+++ Listing +++

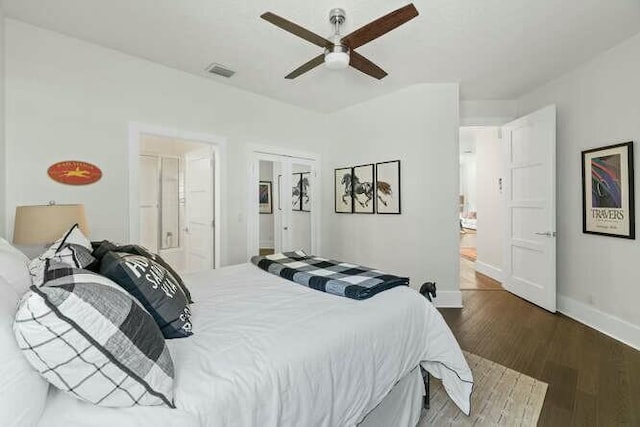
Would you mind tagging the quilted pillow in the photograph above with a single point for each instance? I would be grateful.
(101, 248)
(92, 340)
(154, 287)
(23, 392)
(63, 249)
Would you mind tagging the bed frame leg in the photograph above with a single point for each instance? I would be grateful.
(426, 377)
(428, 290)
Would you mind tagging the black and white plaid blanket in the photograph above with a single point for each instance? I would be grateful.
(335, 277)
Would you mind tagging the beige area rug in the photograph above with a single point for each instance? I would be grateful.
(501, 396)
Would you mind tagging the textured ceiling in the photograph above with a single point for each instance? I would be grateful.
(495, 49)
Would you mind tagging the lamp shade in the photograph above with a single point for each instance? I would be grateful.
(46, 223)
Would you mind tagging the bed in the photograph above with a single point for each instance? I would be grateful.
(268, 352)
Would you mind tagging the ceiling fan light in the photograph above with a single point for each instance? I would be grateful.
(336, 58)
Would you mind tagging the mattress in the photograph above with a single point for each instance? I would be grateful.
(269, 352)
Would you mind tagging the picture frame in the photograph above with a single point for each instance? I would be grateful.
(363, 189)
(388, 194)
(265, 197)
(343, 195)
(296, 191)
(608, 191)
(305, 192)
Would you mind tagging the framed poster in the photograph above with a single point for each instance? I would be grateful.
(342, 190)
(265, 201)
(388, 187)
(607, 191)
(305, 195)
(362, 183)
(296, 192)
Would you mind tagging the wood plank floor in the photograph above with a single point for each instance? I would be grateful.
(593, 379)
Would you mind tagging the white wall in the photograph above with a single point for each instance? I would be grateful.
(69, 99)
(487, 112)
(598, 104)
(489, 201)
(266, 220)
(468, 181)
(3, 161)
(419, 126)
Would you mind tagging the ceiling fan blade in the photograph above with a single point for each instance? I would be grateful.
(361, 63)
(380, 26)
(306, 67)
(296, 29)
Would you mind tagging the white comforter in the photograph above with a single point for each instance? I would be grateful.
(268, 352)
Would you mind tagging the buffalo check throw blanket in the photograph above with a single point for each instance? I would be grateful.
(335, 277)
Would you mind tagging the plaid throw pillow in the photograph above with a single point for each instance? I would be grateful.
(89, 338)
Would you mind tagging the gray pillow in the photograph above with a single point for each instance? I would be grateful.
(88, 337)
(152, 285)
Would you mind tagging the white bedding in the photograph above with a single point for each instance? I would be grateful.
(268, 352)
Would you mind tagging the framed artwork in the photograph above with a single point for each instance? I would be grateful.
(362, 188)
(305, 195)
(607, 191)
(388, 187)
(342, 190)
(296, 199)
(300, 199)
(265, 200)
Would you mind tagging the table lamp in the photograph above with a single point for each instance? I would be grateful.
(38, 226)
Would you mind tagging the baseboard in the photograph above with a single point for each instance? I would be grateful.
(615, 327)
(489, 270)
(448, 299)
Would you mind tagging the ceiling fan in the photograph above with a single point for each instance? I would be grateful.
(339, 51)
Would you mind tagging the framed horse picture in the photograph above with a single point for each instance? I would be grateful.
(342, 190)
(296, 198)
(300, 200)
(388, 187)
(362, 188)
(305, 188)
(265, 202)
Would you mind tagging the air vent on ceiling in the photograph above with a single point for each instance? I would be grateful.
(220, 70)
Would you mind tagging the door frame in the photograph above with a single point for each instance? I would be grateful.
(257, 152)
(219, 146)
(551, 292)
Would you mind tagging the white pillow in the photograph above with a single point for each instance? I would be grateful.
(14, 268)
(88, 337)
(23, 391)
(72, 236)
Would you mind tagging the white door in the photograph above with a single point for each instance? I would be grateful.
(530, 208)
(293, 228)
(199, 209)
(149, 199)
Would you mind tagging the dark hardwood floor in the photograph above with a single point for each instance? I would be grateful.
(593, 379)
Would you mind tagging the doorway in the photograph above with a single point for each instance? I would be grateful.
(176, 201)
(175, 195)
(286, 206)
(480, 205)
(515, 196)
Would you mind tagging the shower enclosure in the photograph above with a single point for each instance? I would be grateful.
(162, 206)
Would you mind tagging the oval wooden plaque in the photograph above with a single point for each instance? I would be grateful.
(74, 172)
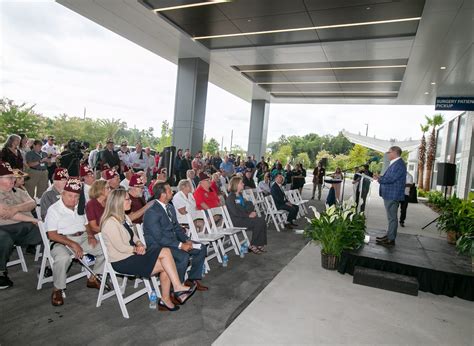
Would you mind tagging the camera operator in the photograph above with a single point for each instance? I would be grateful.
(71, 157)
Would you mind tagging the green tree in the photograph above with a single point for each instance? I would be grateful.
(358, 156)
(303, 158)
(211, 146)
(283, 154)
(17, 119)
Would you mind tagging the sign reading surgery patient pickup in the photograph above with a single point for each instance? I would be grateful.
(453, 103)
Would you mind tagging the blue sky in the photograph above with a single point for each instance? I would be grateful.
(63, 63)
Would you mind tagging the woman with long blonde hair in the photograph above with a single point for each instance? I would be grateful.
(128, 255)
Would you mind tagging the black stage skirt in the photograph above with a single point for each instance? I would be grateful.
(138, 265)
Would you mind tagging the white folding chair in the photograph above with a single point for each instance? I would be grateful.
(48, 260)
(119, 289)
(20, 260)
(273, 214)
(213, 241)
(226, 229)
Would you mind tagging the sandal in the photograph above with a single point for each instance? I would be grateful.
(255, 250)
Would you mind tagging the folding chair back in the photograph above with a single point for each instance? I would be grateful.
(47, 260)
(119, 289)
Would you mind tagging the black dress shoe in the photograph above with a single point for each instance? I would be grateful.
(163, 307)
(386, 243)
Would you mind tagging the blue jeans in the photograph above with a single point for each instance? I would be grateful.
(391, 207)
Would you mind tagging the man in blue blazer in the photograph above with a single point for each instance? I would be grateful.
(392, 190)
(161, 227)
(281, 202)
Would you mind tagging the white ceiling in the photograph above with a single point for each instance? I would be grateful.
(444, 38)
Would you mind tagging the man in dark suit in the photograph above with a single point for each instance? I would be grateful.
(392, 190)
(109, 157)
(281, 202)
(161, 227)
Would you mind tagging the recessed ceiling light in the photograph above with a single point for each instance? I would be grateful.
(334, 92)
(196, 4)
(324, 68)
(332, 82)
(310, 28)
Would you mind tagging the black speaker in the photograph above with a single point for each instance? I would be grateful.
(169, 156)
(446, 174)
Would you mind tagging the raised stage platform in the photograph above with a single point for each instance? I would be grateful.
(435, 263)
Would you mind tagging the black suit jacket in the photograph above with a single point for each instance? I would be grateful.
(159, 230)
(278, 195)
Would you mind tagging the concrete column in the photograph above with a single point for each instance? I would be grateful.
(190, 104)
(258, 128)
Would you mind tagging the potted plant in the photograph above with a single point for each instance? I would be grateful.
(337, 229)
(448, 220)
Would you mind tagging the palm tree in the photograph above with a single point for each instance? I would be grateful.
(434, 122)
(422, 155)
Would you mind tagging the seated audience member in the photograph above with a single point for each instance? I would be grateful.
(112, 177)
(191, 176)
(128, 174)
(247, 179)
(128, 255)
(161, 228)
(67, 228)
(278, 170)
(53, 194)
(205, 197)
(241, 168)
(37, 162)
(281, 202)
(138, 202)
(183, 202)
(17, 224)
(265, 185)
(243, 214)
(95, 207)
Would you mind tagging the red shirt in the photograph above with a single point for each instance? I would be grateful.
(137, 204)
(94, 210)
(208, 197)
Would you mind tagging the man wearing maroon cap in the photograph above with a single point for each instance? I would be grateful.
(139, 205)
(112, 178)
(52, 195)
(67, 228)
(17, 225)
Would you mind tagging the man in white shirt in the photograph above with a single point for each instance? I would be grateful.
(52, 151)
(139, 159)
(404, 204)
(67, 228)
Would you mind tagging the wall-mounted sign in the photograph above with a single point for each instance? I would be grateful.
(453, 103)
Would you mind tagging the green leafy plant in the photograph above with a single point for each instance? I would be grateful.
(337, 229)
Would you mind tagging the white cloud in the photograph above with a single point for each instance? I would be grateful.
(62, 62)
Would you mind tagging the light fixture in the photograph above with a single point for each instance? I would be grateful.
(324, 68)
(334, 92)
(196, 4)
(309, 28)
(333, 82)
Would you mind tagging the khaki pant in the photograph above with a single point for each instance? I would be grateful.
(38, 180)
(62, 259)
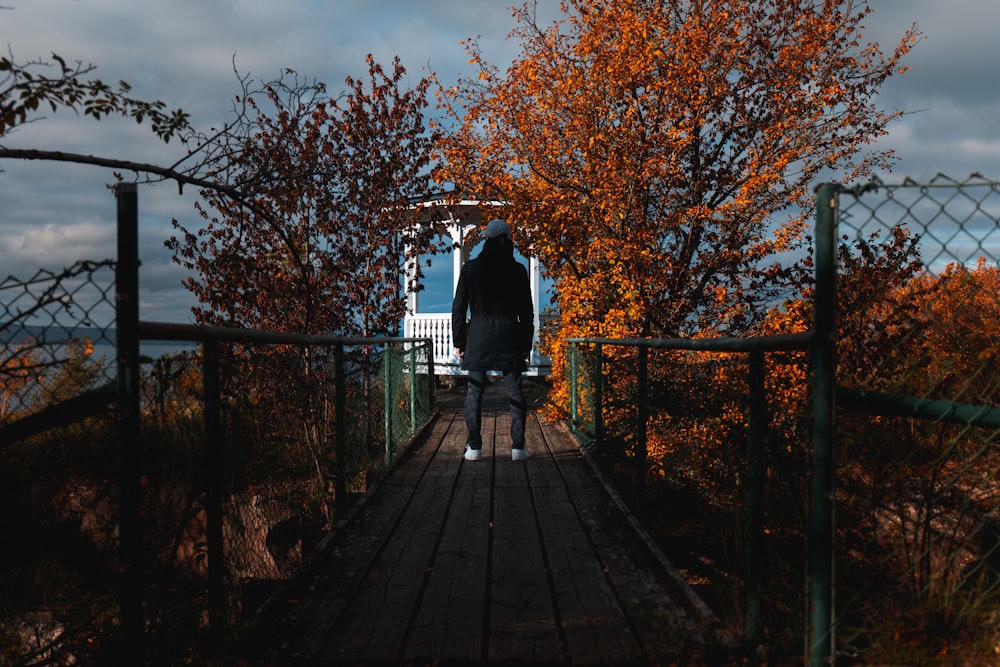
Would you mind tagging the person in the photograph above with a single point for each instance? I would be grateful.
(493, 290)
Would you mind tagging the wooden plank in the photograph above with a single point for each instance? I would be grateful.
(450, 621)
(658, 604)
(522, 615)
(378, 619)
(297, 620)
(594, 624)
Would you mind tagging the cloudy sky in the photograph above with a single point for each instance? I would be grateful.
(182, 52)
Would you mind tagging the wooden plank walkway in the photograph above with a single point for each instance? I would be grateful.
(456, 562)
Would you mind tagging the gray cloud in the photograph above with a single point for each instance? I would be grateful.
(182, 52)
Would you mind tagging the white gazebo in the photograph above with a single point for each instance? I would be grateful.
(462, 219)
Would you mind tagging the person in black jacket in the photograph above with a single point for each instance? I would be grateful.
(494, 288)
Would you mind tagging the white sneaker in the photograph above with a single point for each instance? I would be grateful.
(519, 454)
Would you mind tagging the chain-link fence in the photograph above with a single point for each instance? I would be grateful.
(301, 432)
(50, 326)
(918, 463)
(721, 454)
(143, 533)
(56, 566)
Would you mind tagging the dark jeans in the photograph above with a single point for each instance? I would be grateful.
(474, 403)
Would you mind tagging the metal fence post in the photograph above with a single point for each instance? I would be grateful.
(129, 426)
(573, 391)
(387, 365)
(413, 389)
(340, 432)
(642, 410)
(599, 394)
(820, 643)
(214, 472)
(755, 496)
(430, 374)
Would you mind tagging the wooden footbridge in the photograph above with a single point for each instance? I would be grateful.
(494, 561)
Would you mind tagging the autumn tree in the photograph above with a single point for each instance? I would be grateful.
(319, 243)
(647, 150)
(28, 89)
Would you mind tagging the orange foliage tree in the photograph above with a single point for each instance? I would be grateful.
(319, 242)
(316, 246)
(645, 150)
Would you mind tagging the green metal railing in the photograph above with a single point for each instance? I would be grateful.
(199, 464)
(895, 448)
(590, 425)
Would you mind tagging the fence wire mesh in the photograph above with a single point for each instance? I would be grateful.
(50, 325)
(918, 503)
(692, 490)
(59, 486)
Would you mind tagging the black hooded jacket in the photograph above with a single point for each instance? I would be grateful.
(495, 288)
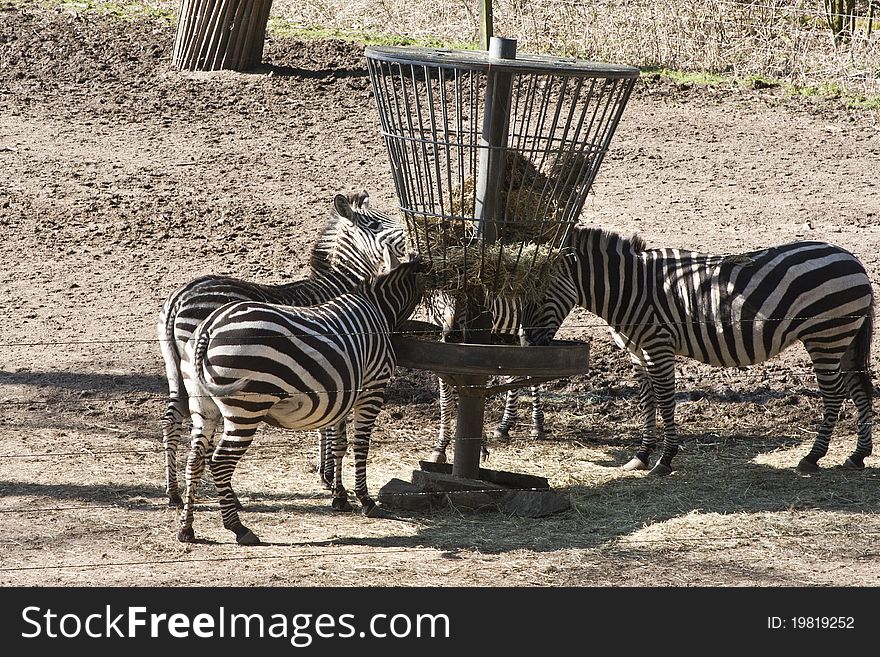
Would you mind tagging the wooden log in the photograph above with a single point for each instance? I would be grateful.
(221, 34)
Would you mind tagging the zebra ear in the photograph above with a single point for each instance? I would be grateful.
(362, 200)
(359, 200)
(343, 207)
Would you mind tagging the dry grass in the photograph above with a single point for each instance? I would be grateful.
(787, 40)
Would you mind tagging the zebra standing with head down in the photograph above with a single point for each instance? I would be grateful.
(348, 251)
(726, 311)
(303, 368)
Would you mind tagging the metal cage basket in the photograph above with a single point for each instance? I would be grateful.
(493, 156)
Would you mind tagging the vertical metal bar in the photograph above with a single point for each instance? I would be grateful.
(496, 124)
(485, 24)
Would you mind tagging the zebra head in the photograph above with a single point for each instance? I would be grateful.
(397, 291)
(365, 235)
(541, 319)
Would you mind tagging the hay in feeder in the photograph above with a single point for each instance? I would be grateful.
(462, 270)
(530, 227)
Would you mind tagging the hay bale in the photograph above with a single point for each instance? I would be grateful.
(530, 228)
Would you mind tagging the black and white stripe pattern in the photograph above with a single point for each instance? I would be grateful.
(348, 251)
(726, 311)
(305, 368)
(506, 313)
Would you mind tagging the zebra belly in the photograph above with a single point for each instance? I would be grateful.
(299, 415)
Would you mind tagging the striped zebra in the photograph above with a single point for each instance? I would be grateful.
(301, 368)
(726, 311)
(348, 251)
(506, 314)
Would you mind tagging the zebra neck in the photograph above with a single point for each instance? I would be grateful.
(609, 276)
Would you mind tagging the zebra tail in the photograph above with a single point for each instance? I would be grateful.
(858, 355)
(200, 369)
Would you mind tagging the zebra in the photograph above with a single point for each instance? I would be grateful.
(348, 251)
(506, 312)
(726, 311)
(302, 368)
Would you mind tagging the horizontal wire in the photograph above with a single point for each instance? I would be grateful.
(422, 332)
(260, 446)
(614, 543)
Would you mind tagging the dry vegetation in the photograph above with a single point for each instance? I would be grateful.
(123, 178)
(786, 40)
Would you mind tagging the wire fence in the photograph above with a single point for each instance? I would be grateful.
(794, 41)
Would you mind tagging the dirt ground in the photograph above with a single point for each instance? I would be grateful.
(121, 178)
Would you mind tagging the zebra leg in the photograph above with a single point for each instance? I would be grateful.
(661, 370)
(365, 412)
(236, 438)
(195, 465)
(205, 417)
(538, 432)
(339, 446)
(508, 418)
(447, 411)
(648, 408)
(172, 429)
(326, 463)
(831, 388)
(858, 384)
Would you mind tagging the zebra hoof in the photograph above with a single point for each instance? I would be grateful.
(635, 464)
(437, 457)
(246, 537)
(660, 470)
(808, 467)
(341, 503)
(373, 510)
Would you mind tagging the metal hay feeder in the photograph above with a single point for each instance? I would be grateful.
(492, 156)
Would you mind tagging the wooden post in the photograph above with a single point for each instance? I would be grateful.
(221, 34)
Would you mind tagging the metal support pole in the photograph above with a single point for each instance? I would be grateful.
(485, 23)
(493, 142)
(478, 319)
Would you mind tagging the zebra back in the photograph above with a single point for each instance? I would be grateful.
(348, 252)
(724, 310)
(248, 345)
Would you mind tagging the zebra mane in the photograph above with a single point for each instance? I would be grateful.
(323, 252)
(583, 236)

+++

> _Your objective_: Could you extract every line of the listing above, starting at the line containing "Would you mind tagging the dirt" and ending at the last line of the listing, and reproduce them word for word?

> _The solution_:
Would you mind tagging the dirt ground in the photograph above with a single point for each instance? I would be grateful.
(121, 178)
Would you mind tagging the zebra leg in the photograph above with a single point for each instance? I would be grateful.
(661, 370)
(365, 412)
(236, 438)
(195, 465)
(205, 417)
(538, 432)
(339, 446)
(508, 418)
(447, 411)
(648, 408)
(172, 429)
(326, 463)
(831, 388)
(858, 384)
Would you mind tagging the zebra hoof in the photograph above with a single point for each instance? I would be grateful.
(635, 464)
(437, 457)
(246, 537)
(660, 470)
(808, 467)
(341, 503)
(373, 510)
Would you mind tagging the metal hay feeder in the photograph above with a single point for each instance? I would be grateful.
(492, 156)
Would you mind tagging the wooden post in the photograph above with a single point for each instance? I would be grateful.
(221, 34)
Would you mind tagging the metal support pole in the photograph above with a single point for each instance? I would be grateful.
(485, 23)
(493, 142)
(478, 319)
Would you mind tagging the zebra back in the photograph above with a single point for each instance? I would be grateful.
(348, 252)
(724, 310)
(248, 345)
Would you mind tagging the zebra mane in the photograph above with a single point for each instance? I would be grateful.
(323, 252)
(583, 236)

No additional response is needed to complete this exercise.